***** Provided data

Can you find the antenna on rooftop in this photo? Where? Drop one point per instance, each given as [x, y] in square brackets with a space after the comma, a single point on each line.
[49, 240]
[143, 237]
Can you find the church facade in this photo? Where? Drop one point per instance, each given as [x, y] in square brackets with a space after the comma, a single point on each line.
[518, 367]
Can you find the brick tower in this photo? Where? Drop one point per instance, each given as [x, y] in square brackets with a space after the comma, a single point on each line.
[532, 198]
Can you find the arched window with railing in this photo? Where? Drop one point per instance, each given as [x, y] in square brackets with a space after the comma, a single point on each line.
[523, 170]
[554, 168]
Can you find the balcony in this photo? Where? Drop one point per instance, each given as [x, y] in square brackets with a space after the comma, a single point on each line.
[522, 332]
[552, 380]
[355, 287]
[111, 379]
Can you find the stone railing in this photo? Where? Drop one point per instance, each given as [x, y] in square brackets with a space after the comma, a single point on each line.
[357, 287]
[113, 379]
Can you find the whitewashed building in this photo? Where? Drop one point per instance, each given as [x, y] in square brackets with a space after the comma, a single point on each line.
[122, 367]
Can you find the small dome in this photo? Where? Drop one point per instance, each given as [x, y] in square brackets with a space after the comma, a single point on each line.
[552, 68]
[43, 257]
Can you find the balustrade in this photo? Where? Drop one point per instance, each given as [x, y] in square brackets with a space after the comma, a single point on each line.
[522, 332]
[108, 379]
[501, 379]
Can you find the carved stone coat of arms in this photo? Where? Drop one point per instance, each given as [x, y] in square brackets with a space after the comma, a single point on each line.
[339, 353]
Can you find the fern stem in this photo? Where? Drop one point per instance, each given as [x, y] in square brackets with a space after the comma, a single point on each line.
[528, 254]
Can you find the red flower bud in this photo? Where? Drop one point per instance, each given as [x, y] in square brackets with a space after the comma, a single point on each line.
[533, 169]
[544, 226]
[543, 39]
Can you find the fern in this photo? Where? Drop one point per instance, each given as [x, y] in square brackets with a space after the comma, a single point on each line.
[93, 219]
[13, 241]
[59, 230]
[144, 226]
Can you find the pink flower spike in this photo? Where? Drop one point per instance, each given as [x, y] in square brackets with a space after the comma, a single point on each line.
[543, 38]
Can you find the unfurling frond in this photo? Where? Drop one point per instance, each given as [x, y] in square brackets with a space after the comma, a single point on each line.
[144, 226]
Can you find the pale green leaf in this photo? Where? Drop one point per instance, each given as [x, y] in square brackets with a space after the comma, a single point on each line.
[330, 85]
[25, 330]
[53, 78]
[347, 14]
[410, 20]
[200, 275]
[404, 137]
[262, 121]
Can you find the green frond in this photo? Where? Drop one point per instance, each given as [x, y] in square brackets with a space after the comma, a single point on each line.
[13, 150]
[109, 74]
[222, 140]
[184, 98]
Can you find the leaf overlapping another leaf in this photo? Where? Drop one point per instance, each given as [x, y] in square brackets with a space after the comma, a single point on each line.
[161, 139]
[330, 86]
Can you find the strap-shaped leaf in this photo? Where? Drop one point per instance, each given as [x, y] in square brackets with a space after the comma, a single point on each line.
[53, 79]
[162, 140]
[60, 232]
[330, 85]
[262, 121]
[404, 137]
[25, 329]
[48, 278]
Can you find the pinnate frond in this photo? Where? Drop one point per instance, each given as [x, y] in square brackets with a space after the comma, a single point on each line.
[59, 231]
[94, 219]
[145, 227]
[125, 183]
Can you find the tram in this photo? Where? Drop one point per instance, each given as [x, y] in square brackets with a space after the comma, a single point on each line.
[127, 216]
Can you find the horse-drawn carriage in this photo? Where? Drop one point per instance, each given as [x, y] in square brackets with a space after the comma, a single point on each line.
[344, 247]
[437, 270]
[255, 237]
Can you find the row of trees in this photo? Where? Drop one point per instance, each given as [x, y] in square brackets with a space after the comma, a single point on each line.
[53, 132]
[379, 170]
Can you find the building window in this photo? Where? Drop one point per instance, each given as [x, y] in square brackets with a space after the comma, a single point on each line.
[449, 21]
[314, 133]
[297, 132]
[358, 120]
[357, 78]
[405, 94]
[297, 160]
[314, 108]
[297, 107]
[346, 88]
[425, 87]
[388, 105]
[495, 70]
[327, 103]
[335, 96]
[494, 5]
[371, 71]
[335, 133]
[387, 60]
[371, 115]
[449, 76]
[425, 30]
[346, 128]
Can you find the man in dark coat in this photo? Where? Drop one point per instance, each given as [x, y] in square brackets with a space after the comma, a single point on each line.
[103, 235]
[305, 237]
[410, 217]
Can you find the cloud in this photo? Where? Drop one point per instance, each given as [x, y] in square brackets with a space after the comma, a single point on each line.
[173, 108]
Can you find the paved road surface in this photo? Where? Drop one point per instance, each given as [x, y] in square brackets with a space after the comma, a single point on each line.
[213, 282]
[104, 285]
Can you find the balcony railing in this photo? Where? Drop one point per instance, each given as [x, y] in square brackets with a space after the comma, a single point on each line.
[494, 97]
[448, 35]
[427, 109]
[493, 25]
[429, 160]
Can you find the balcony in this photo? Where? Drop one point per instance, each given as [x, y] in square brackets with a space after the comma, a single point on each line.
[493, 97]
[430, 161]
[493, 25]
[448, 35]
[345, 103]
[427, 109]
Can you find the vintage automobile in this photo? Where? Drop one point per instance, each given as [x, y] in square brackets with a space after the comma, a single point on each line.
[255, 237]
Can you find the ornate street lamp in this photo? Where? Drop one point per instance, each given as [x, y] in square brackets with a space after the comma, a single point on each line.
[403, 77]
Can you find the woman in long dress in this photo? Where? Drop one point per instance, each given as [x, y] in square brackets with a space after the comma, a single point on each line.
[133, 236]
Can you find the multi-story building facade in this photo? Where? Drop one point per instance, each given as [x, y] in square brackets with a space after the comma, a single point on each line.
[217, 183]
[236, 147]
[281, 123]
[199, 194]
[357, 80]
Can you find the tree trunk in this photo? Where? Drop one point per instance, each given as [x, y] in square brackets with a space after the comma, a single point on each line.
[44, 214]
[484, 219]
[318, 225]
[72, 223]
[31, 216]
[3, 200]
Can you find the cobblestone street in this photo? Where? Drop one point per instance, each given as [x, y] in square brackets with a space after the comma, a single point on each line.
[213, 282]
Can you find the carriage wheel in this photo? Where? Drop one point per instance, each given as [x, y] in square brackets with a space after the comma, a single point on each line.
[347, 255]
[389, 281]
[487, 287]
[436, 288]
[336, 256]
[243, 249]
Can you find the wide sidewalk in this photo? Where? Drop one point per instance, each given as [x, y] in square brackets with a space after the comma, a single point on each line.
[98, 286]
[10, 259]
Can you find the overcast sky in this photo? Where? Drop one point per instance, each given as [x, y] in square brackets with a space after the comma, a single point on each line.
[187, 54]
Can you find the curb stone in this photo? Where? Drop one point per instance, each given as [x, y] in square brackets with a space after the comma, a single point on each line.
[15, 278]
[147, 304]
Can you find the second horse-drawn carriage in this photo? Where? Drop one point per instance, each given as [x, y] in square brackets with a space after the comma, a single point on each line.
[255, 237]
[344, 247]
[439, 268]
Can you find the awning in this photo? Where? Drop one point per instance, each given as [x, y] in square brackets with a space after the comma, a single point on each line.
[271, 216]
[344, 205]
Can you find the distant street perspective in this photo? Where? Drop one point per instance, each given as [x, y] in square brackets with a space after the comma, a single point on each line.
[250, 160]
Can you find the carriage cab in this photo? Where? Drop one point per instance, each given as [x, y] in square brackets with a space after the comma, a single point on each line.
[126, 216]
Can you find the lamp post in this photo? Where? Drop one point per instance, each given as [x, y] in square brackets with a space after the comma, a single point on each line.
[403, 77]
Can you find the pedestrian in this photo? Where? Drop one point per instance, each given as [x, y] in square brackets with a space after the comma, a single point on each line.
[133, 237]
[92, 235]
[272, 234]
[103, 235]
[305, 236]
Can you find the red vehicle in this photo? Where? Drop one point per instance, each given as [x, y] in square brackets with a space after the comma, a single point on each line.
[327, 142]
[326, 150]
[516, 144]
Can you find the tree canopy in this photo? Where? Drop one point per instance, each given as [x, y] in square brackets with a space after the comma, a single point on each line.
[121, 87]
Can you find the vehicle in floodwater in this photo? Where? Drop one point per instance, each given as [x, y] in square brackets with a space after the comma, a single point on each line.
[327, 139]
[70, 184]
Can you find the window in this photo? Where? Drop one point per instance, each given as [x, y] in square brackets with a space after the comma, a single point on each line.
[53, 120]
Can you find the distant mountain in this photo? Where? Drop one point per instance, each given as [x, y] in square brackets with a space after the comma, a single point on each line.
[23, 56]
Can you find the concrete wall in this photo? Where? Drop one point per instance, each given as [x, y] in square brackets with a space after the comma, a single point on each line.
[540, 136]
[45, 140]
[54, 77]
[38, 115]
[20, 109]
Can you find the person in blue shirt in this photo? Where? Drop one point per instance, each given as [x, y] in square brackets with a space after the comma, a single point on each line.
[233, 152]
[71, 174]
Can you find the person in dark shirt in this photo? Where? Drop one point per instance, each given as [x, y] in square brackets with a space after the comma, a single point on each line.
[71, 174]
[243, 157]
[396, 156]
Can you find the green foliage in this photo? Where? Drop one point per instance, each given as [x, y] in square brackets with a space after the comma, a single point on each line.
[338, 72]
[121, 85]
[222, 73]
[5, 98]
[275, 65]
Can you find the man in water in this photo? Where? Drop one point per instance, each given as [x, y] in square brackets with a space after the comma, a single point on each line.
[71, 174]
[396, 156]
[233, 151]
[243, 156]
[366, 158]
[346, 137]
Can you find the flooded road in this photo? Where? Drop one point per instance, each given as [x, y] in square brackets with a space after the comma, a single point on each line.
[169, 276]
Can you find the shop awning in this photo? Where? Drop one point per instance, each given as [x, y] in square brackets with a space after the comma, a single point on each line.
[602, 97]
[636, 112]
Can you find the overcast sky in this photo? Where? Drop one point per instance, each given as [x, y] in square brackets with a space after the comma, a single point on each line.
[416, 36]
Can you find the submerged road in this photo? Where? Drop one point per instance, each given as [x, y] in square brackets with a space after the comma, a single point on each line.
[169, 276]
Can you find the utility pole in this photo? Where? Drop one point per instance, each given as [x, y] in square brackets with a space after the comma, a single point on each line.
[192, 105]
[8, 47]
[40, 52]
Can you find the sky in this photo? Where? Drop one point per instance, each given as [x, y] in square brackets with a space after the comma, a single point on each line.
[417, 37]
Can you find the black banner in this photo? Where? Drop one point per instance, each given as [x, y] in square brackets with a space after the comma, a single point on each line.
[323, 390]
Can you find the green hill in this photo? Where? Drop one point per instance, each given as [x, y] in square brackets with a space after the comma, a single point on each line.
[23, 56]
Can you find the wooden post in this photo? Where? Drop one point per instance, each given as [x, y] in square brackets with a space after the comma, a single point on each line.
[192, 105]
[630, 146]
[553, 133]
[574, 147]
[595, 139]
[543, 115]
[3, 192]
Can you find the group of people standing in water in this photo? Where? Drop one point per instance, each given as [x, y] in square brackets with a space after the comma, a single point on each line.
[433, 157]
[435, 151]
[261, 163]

**********

For this exercise, reproduce exactly each line from the one containing "Can you find the group" through the last line of the data, and no others.

__The answer__.
Can you find the group of people standing in water in this photo? Where? Drop one point per instance, each given as [x, y] in square brackets with a space after the comma, a single point on each line.
[433, 157]
[435, 151]
[261, 163]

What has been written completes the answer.